» **TO BE DONE**
Present every line of the listing below as a numbered list, skipping any blank lines.

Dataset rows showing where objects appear
** BEGIN **

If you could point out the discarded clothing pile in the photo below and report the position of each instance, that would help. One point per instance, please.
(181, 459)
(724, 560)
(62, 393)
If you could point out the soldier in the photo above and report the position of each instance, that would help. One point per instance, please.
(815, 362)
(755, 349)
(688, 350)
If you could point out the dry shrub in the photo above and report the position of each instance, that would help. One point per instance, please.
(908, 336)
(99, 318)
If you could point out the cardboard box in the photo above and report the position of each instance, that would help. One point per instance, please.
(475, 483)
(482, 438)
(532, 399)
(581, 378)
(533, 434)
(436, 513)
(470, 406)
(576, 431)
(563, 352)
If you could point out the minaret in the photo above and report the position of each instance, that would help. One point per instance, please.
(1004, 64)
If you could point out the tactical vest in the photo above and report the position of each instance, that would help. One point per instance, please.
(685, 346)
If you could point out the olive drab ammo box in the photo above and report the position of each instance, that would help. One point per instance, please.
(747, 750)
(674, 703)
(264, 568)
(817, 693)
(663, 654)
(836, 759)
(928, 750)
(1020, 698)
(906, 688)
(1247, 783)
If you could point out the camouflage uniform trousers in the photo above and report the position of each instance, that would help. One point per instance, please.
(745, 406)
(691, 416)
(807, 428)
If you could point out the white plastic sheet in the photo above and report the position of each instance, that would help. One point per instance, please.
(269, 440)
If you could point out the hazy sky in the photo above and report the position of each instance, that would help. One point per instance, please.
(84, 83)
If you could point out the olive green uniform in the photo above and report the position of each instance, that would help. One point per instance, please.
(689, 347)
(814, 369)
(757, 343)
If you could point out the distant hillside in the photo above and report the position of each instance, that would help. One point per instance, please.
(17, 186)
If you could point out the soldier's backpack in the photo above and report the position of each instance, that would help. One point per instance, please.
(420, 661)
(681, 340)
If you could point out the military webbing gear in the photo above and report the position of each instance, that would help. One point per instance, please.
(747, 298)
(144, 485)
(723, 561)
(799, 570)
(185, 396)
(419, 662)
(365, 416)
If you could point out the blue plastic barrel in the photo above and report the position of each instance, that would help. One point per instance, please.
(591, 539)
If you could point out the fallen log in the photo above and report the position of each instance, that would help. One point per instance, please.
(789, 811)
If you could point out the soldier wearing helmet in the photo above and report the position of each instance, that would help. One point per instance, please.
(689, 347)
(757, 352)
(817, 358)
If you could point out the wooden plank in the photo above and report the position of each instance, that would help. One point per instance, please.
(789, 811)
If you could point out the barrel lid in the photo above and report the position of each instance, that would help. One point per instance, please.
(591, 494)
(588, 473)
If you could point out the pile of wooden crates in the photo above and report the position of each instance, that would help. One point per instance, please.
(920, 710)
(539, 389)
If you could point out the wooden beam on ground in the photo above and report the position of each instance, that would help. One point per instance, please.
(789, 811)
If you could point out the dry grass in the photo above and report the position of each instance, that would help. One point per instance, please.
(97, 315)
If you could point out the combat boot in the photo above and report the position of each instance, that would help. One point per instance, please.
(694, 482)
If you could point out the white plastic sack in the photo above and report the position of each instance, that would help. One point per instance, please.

** END **

» **REPLY TO THE EXERCISE**
1. If you could point out the discarded clothing pile in the photo below and report the position of each instance, that would help. One point per instance, please.
2. (181, 459)
3. (724, 560)
4. (62, 393)
5. If you could point out the soldier in the photo above and report the position of each instance, that would help. One point per instance, please.
6. (815, 362)
7. (755, 349)
8. (688, 350)
9. If you could point out the dry shrub in the photo above and report the position of each instance, that would help. One point per instance, please.
10. (908, 336)
11. (99, 318)
12. If you could point out the cardboard box in the photo above and report the position of each instance, that would help. One point per instance, please.
13. (475, 483)
14. (482, 438)
15. (532, 399)
16. (581, 378)
17. (533, 434)
18. (436, 513)
19. (470, 406)
20. (576, 431)
21. (563, 352)
22. If you could point out the minaret in the photo above and report the position of each instance, that would help. One point per instance, please.
23. (1004, 64)
24. If you could point out the tactical vest in the photo above and report the position of each instance, that would help. One point per instance, please.
25. (685, 346)
26. If you could point out the olive drab ammo box in the photo above and report the position of each instance, that would help. One point per instance, please.
27. (747, 750)
28. (674, 703)
29. (264, 568)
30. (817, 693)
31. (663, 654)
32. (836, 759)
33. (928, 750)
34. (1020, 698)
35. (906, 688)
36. (1247, 783)
37. If you could point out the camouflage uniform trousers in the photo above and report the position of each instance, that would help. One point per instance, please.
38. (745, 406)
39. (691, 416)
40. (807, 428)
41. If you could point out the white plastic sheet in the photo above and report the position of each instance, that would help. One point per instance, please.
42. (269, 440)
43. If you could point out the hazy sky in the photo above and report the position of each instance, that would help. One point per instance, please.
44. (84, 83)
45. If you could point out the olive green uniform in the photo above and report the position of each instance, that would help. One point per instance, please.
46. (689, 347)
47. (814, 369)
48. (757, 343)
49. If you could point out the distant hillside in the photo above and report the position of each instance, that would help. One point per instance, please.
50. (17, 186)
51. If you could point out the soldier's backpack in the photo above and report the position of each instance, that would help. One point per instance, please.
52. (420, 661)
53. (681, 340)
54. If you could point out the military webbing gear in the photo above and report the position of each instance, that would help. One point per instance, please.
55. (747, 298)
56. (144, 485)
57. (723, 561)
58. (799, 570)
59. (185, 396)
60. (419, 662)
61. (365, 416)
62. If you could point out the blue plastic barrel in the photo above and report the position of each instance, that would help. One point per instance, please.
63. (591, 539)
64. If you could point out the fallen log in the photo above and report the position of each instance, that would help. One point per instance, please.
65. (789, 811)
66. If you could point out the soldier wearing helmet in the photo above and report the position of each instance, that would help. One point per instance, please.
67. (689, 347)
68. (757, 352)
69. (817, 358)
70. If you could point out the wooden plank in the photo above and report the position of each instance, that would help. One point per instance, please.
71. (789, 811)
72. If you could point out the barrel lid in the photo above and report the position of each instance, that would help. One point per instance, please.
73. (591, 494)
74. (588, 473)
75. If you could point out the pile of wooden crates in the photo above and report the position of each instance, that would help. One point per instance, please.
76. (920, 710)
77. (539, 389)
78. If you could point out the wooden beam on ground in the photo above and report the position of each instance, that would help. One point per instance, please.
79. (789, 811)
80. If you could point out the dry grass in the photo above and report the position of each instance, that would help. One point per instance, please.
81. (97, 315)
82. If you could point out the combat boot in the photo above and report the position of each instance, that would help. One point per instance, please.
83. (694, 482)
84. If you could point out the white plastic sack in the photo above and report the position of each instance, that would help. One point per instance, please.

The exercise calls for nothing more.